(DOCUMENT TEXT):
◆ ◆ ◆ ◆ ◆ ◆ ◆

+1, I'm supportive of seeing this move forward. What remaining concrete
concerns are there?

-Tyler


On Tue, Jan 2, 2018 at 8:35 AM David Morávek <david.mora...@gmail.com>
wrote:

> Hello JB,
>
> can we help in any way to move things forward?
>
> Thanks,
> D.
>
> On Mon, Dec 18, 2017 at 4:28 PM, Jean-Baptiste Onofré <j...@nanthrax.net>
> wrote:
>
>> Thanks Jan,
>>
>> It makes sense.
>>
>> Let me take a look on the code to understand the "interaction".
>>
>> Regards
>> JB
>>
>>
>> On 12/18/2017 04:26 PM, Jan Lukavský wrote:
>>
>>> Hi JB,
>>>
>>> basically you are not wrong. The project started about three or four
>>> years ago with a goal to unify batch and streaming processing into single
>>> portable, executor independent API. Because of that, it is currently
>>> "close" to Beam in this sense. But we don't see much added value keeping
>>> this as a separate project, with one of the key differences to be the API
>>> (not the model itself), so we would like to focus on translation from
>>> Euphoria API to Beam's SDK. That's why we would like to see it as a DSL, so
>>> that it would be possible to use Euphoria API with Beam's runners as much
>>> natively as possible.
>>>
>>> I hope I didn't make the subject even more unclear, if so, I'll be happy
>>> to explain anything in more detail. :-)
>>>
>>>    Jan
>>>
>>>
>>> On 12/18/2017 04:08 PM, Jean-Baptiste Onofré wrote:
>>>
>>>> Hi Jan,
>>>>
>>>> Thanks for your answers.
>>>>
>>>> However, they confused me ;)
>>>>
>>>> Regarding what you replied, Euphoria seems like a programming model/SDK
>>>> "close" to Beam more than a DSL on top of an existing Beam SDK.
>>>>
>>>> Am I wrong ?
>>>>
>>>> Regards
>>>> JB
>>>>
>>>> On 12/18/2017 03:44 PM, Jan Lukavský wrote:
>>>>
>>>>> Hi Ismael,
>>>>>
>>>>> basically we adopted the Beam's design regarding partitioning (
>>>>> https://github.com/seznam/euphoria/issues/160) and implemented the
>>>>> sorting manually (https://github.com/seznam/euphoria/issues/158). I'm
>>>>> not aware of the time model differences (Euphoria supports ingestion and
>>>>> event time, we don't support processing time by decision). Regarding other
>>>>> differences (looking into Beam capability matrix, I'd say that):
>>>>>
>>>>>   - we don't support stateful FlatMap (i.e. ParDo) for now (
>>>>> https://github.com/seznam/euphoria/issues/192)

◆ ◆ ◆ ◆ ◆ ◆ ◆

(SHORT TASK A): According to the mailing list thread, which time model does Euphoria deliberately not support?

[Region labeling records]
◆ ◆ ◆ ◆ ◆ ◆ ◆

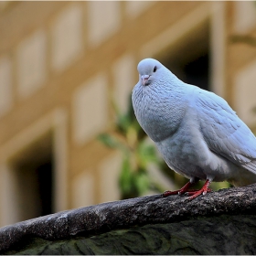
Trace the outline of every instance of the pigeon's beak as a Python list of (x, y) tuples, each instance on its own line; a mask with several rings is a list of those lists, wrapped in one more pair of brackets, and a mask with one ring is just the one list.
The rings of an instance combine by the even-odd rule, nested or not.
[(147, 80), (148, 80), (149, 77), (150, 77), (149, 75), (143, 75), (142, 76), (143, 85), (147, 85), (146, 83), (147, 83)]

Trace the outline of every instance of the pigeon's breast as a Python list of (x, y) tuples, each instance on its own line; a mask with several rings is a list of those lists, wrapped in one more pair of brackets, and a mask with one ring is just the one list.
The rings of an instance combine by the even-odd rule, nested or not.
[(146, 87), (133, 90), (133, 105), (140, 125), (155, 142), (176, 133), (186, 106), (181, 93), (159, 93)]

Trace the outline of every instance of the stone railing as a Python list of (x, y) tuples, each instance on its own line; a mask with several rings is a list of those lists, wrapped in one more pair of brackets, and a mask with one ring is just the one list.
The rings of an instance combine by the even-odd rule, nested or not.
[(1, 254), (256, 254), (256, 184), (148, 196), (0, 229)]

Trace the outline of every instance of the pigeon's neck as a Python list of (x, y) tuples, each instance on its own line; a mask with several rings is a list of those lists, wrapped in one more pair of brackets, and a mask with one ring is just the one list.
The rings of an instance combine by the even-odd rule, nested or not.
[(133, 101), (139, 123), (155, 142), (160, 142), (176, 132), (187, 106), (182, 87), (169, 86), (164, 91), (160, 91), (159, 87), (159, 84), (155, 85), (151, 91), (135, 91), (134, 93), (138, 94), (134, 95)]

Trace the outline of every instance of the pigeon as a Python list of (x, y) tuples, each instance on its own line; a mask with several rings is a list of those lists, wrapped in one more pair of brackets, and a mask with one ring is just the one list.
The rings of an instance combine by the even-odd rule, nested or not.
[[(193, 199), (211, 191), (211, 182), (235, 187), (256, 183), (256, 137), (217, 94), (179, 80), (154, 59), (141, 60), (133, 89), (136, 119), (167, 165), (189, 181), (163, 196)], [(198, 180), (201, 189), (189, 189)]]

◆ ◆ ◆ ◆ ◆ ◆ ◆

(SHORT TASK B): Echo the records verbatim, everything from the start of the records down to the line containing "94), (134, 95)]", with both ends included. Leave the pictures out.

(WRITTEN ANSWER A): Processing time.

(WRITTEN ANSWER B):
Trace the outline of every instance of the pigeon's beak as a Python list of (x, y) tuples, each instance on its own line; a mask with several rings is a list of those lists, wrapped in one more pair of brackets, and a mask with one ring is just the one list.
The rings of an instance combine by the even-odd rule, nested or not.
[(147, 80), (148, 80), (149, 77), (150, 77), (149, 75), (143, 75), (142, 76), (143, 85), (147, 85), (146, 83), (147, 83)]

Trace the outline of every instance of the pigeon's breast as a Python list of (x, y) tuples, each instance on its own line; a mask with several rings is a list of those lists, wrapped in one more pair of brackets, and a mask with one ring is just the one list.
The rings of an instance combine by the even-odd rule, nested or not.
[(146, 87), (133, 90), (133, 105), (140, 125), (155, 142), (176, 133), (186, 106), (181, 93), (159, 93)]

Trace the outline of every instance of the stone railing as a Python list of (x, y) tuples, each instance on its own line; a mask with several rings is a list of those lists, wrapped in one more pair of brackets, and a mask with one ring is just the one list.
The rings of an instance combine by the even-odd rule, nested or not.
[(1, 254), (256, 254), (256, 184), (148, 196), (0, 229)]

Trace the outline of every instance of the pigeon's neck as a Python list of (x, y) tuples, each instance on its own line; a mask with several rings is a list of those lists, wrapped in one more pair of brackets, and a mask with one ring is just the one list.
The rings of an instance combine by the even-odd rule, nested or not.
[(133, 101), (139, 123), (155, 142), (160, 142), (176, 132), (187, 106), (182, 87), (169, 86), (164, 91), (160, 91), (159, 87), (159, 84), (155, 85), (151, 91), (135, 91), (134, 93), (138, 94), (134, 95)]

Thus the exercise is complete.